**Requirement a**
List each distinct word ending in "-ity" that occurs in the passage on India's development below, giving each word only once.

** start of Selected text **

The journey  of  India’s development has indeed been long and rough especially viewed against the background of the country’s  brutal colonial history.

Perhaps, the most crucial factor in the Indian development story is the capacity for self-definition. The country has independently  chosen its own direction.  To go on this path a nation should not behave as if  it needs the permission of a super power to make its own foreign policy  choices.  

The trajectory of India’s outing on the international stage has gone beyond  the old policy of “non-alignment”.  This, of course, has been determined by the mix of policies at home.  The Indian story is, therefore, a veritable response to the  argument of those who see no basis for Nigeria nursing ambition of becoming  a global power even in medium terms. They say   that  the enormity of problems  at home would not permit such an aspiration. For instance, they point to the huge challenges of national integration. As envisaged by Indian thinkers, their country has been  proving that argument wrong with recent events. An  Indian scholar, Sunil Khilnani , seems to respond to the argument in his book entitled “The Idea of India”  like this: “… Ultimately, the viability – and most importantly, the point -of India’s democracy will rest on its capacity to sustain internal diversity, on its ability to avoid giving reason to groups within the citizen body to harbour dreams of having their own exclusive nation states. Such dreams of partition and domestic purity are animated by the fantasy that all problems begin and end at the border; they do not. There is no ideological or cultural guarantee for a nation to hold together. It just depends on human skills.

** end of Selected text **
** start of Extracted entries **

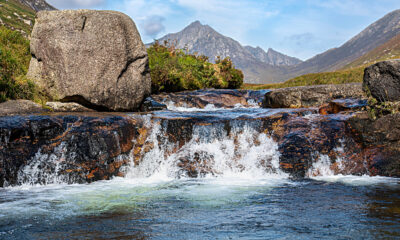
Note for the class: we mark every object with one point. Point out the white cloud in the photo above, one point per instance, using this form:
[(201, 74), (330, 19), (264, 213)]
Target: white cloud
[(74, 4), (153, 25)]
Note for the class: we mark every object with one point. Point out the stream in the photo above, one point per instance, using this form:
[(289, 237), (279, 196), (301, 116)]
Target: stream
[(195, 177)]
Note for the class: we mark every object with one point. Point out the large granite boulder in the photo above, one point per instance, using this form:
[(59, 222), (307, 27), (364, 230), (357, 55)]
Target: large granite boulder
[(382, 80), (17, 107), (94, 58), (310, 96)]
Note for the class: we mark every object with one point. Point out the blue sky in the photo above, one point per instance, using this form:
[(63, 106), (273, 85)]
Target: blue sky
[(299, 28)]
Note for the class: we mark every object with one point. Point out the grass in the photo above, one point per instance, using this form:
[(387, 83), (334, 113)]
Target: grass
[(338, 77), (8, 14), (14, 62)]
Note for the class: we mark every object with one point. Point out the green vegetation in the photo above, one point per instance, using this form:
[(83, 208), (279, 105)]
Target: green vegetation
[(339, 77), (14, 62), (175, 70), (16, 16)]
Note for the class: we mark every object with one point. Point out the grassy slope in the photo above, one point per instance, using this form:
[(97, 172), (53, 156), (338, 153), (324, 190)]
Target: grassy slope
[(388, 50), (14, 52), (12, 21), (352, 72)]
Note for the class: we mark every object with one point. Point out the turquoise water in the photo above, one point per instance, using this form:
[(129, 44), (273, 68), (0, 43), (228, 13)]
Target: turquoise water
[(336, 207), (246, 196)]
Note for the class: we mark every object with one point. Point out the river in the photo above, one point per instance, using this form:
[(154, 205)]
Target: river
[(218, 185)]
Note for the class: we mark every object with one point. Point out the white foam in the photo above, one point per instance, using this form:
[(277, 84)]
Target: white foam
[(244, 154)]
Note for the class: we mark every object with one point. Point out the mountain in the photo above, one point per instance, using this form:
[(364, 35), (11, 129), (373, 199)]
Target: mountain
[(386, 51), (38, 5), (272, 57), (271, 66), (256, 64), (372, 37)]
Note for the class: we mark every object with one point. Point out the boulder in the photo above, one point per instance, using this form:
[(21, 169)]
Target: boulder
[(381, 142), (94, 58), (150, 105), (67, 107), (310, 96), (342, 105), (382, 80), (16, 107)]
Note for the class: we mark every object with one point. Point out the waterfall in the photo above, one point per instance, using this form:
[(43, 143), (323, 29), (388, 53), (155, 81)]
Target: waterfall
[(212, 151)]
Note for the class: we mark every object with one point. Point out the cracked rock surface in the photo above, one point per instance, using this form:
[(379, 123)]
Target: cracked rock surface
[(94, 58)]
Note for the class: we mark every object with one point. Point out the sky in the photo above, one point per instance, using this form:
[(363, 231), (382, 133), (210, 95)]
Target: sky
[(299, 28)]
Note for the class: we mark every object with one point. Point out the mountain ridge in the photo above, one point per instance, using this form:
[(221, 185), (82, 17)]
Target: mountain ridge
[(261, 67), (204, 40)]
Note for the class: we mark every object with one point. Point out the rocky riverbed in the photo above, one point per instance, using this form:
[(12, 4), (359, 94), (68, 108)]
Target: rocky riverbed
[(87, 147)]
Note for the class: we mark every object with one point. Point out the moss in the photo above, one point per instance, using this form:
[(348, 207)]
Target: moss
[(14, 62)]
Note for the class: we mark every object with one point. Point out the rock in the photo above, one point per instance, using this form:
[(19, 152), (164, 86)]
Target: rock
[(151, 105), (222, 98), (310, 96), (342, 105), (296, 156), (381, 142), (15, 107), (94, 58), (64, 148), (67, 107), (382, 80)]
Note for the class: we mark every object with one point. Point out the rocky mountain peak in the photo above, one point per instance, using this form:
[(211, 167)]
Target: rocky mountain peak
[(203, 39)]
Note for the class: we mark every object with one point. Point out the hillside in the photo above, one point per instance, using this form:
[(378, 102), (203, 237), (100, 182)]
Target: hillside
[(256, 64), (372, 37), (271, 66), (17, 16), (272, 57), (388, 50)]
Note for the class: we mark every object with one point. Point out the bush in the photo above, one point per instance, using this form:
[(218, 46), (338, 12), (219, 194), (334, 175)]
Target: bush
[(14, 63), (175, 70)]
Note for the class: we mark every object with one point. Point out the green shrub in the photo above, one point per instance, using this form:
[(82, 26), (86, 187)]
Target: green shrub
[(175, 70), (14, 62)]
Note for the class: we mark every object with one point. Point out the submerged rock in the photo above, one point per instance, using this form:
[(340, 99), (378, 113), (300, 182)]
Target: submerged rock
[(221, 98), (94, 58), (310, 96), (382, 80), (67, 107), (342, 105)]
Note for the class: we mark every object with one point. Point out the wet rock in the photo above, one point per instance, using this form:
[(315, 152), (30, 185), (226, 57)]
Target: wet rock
[(197, 164), (382, 80), (67, 107), (381, 142), (310, 96), (222, 98), (151, 105), (296, 156), (342, 105), (15, 107), (64, 148), (94, 58)]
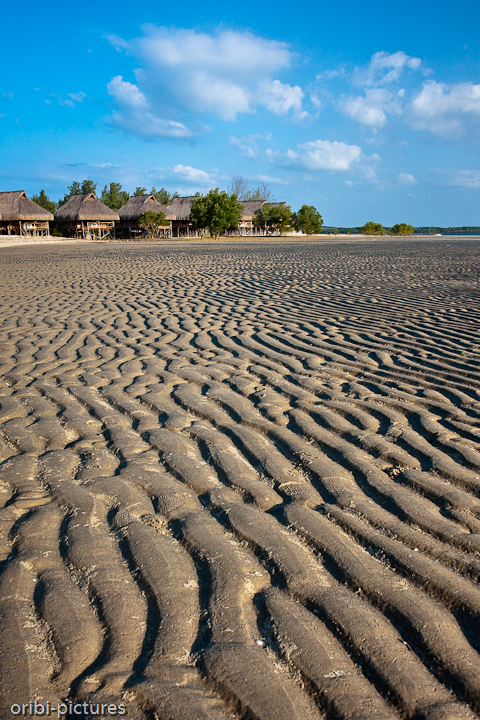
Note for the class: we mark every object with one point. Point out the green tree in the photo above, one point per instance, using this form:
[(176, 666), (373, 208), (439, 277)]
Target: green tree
[(43, 200), (372, 228), (273, 218), (216, 211), (402, 229), (114, 197), (308, 220), (152, 221)]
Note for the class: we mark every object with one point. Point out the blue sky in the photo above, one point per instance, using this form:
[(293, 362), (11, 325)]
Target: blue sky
[(369, 111)]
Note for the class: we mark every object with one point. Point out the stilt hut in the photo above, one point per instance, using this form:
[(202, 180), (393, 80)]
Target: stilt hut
[(181, 226), (21, 216), (83, 216), (250, 207), (128, 226)]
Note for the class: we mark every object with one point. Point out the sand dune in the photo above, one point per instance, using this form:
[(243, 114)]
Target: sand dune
[(242, 480)]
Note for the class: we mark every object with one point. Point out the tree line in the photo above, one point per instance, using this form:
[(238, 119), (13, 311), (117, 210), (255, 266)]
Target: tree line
[(113, 195), (217, 210)]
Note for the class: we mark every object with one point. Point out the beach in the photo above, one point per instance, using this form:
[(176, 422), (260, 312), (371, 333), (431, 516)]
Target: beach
[(241, 480)]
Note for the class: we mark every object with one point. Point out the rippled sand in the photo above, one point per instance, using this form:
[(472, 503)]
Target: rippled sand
[(242, 480)]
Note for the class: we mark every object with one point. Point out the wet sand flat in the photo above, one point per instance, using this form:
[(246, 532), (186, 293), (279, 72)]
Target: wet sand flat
[(241, 480)]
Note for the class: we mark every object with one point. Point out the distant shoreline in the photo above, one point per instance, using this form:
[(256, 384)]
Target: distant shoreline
[(21, 241)]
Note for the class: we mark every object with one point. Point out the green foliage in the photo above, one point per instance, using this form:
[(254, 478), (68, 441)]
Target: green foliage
[(273, 218), (402, 229), (114, 197), (216, 211), (43, 200), (308, 220), (371, 228), (151, 221)]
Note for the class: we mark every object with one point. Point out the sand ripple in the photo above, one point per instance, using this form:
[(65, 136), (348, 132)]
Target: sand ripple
[(242, 480)]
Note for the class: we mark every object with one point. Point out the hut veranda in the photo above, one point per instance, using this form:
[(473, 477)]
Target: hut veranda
[(21, 216), (85, 217), (129, 214)]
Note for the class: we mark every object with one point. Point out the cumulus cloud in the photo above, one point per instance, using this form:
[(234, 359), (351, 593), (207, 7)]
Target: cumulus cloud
[(192, 174), (185, 74), (135, 116), (385, 68), (280, 98), (250, 145), (447, 109), (466, 178), (372, 108), (70, 100), (318, 155), (272, 180), (406, 179)]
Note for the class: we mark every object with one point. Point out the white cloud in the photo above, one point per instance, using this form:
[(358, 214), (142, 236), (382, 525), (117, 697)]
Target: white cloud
[(77, 97), (466, 178), (447, 109), (189, 173), (406, 179), (318, 155), (134, 115), (270, 179), (385, 68), (280, 98), (372, 108), (250, 144), (184, 73)]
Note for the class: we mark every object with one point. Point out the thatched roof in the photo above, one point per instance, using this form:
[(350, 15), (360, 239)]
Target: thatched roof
[(138, 204), (250, 207), (180, 207), (84, 207), (16, 206)]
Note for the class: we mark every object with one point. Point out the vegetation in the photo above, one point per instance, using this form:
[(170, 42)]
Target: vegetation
[(44, 201), (308, 220), (152, 221), (216, 211), (372, 228), (114, 197), (273, 218), (402, 229)]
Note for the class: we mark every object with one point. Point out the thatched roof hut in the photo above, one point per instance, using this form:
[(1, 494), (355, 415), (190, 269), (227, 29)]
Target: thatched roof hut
[(84, 207), (181, 207), (250, 207), (136, 206), (86, 217), (21, 216)]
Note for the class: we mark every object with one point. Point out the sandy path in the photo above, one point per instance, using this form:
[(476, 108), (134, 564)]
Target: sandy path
[(242, 480)]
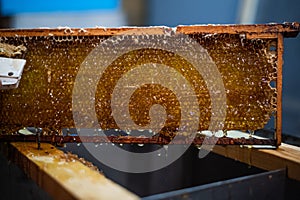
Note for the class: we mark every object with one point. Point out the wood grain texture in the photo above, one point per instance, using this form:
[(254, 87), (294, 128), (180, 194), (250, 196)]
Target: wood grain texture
[(62, 176), (285, 156)]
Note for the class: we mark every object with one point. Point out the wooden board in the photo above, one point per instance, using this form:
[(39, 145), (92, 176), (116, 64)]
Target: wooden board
[(63, 176), (285, 156)]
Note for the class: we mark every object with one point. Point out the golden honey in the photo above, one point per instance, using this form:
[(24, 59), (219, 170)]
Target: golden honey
[(44, 96)]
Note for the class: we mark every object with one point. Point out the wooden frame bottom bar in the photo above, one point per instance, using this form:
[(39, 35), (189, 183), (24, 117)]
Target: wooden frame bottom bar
[(63, 177), (285, 156)]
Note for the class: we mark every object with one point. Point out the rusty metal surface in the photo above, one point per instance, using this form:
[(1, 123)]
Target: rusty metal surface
[(249, 58)]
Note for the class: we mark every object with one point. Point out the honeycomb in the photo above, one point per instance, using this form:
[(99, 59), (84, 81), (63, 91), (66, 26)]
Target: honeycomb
[(44, 96)]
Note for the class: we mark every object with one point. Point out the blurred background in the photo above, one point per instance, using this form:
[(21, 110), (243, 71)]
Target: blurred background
[(114, 13)]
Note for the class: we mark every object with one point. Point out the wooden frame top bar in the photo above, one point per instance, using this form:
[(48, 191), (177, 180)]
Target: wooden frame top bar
[(288, 30)]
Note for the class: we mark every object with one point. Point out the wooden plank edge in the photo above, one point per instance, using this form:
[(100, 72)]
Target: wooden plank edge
[(285, 156), (62, 178), (288, 29)]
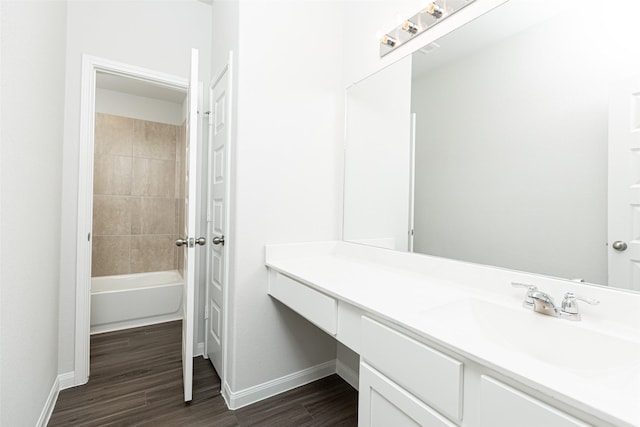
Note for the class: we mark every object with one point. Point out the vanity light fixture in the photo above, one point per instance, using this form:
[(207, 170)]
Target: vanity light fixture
[(410, 27), (387, 40), (435, 11)]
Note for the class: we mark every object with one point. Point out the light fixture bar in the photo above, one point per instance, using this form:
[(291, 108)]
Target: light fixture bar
[(434, 12)]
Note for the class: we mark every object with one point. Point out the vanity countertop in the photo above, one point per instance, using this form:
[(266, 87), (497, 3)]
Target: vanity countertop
[(454, 304)]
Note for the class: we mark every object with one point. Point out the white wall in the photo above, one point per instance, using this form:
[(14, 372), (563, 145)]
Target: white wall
[(289, 114), (32, 100), (377, 155), (155, 35), (139, 107)]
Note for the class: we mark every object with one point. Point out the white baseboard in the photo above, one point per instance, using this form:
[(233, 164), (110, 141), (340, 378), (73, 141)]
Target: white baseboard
[(236, 400), (347, 373), (67, 380), (50, 403)]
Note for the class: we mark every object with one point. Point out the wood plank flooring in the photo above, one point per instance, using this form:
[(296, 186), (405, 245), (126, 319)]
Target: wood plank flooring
[(136, 380)]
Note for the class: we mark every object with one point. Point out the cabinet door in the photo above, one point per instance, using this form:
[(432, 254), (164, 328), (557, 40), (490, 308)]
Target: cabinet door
[(503, 406), (382, 403)]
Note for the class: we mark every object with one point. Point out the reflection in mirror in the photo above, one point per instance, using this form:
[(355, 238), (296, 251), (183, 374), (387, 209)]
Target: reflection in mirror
[(514, 119)]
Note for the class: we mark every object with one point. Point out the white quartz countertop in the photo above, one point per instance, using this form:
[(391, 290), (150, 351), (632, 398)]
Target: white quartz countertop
[(424, 294)]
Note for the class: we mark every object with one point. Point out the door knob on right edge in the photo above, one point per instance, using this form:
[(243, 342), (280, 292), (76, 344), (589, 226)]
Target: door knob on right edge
[(619, 245)]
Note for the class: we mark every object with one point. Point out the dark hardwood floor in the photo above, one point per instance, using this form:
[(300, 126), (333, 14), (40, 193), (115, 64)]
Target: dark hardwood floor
[(136, 380)]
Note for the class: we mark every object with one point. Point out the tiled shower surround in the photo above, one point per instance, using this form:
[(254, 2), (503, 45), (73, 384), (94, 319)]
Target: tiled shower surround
[(137, 193)]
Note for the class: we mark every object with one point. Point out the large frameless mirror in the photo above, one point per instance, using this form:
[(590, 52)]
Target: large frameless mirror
[(492, 144)]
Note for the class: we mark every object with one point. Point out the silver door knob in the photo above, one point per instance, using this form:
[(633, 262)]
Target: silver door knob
[(619, 245)]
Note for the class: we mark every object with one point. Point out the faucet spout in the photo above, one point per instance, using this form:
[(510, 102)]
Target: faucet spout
[(543, 303)]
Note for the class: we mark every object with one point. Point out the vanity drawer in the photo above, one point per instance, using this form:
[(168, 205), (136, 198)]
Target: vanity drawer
[(382, 403), (504, 406), (318, 308), (433, 377)]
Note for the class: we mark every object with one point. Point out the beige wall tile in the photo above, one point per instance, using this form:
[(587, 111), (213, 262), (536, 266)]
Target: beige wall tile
[(157, 216), (153, 178), (136, 215), (113, 135), (152, 253), (111, 215), (154, 140), (112, 175), (110, 255)]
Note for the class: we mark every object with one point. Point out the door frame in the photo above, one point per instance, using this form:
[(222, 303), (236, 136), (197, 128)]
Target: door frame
[(90, 66), (227, 69)]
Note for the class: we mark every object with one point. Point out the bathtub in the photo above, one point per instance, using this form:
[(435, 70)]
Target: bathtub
[(132, 300)]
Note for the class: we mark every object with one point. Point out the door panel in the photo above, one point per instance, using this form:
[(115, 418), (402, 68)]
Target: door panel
[(217, 214)]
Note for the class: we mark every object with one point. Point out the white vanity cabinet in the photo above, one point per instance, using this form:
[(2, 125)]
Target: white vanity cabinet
[(318, 308), (409, 377), (404, 381), (504, 406)]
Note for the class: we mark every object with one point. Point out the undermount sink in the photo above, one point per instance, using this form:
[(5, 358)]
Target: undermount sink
[(550, 340)]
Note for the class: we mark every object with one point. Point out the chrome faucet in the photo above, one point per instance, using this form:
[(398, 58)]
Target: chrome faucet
[(541, 302)]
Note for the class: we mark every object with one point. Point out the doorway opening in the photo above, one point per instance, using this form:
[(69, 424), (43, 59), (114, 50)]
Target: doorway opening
[(138, 186), (129, 160)]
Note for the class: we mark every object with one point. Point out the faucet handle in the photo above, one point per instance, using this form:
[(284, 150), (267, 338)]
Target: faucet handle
[(570, 303), (528, 300)]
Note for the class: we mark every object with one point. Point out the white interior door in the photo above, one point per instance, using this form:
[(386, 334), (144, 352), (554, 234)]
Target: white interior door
[(217, 214), (188, 241), (624, 185)]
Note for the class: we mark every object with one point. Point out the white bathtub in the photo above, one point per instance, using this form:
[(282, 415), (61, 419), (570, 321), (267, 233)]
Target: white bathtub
[(132, 300)]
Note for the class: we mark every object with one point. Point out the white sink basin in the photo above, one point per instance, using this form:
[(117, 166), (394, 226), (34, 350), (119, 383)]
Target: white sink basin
[(551, 340)]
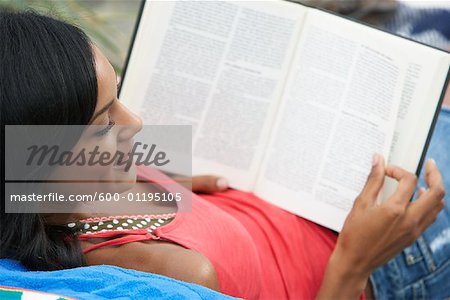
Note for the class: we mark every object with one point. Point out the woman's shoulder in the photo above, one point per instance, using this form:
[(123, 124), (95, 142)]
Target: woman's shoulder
[(161, 258)]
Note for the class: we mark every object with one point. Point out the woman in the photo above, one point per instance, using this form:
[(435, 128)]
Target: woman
[(232, 241)]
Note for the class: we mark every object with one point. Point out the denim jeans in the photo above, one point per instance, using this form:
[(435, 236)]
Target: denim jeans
[(422, 271)]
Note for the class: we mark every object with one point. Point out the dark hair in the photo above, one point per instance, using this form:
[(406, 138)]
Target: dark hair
[(47, 77)]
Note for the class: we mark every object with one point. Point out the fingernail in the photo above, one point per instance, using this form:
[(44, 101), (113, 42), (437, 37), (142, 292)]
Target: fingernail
[(375, 159), (222, 183)]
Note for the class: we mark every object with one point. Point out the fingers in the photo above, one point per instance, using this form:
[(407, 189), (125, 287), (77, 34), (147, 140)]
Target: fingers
[(208, 184), (374, 181), (430, 202), (433, 179), (407, 183)]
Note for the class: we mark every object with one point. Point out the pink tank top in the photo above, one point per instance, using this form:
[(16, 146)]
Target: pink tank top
[(258, 250)]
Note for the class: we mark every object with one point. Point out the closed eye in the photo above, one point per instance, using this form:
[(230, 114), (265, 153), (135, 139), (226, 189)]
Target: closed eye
[(105, 130)]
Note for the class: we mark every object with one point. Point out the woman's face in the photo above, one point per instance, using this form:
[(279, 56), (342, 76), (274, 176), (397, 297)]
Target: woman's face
[(115, 127)]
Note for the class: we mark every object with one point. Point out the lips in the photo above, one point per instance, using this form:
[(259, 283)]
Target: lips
[(121, 164)]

** end of Extracted entries **

**Requirement b**
Revise the rows between the line holding "out the submerged" and the line holding "107), (342, 105)]", inclusive, replacing "submerged rock" with "underwater rock" and leaving everything else unchanged. Give only those lines.

**Exercise answer a**
capacity, enormity, viability, diversity, ability, purity

**Exercise answer b**
Note for the class: we mark every object with one point. Point out the underwater rock in the photo above, one point per instance, using this form:
[(340, 99), (378, 113), (300, 182)]
Target: underwater rock
[(221, 98), (94, 58), (310, 96), (382, 80), (67, 107), (342, 105)]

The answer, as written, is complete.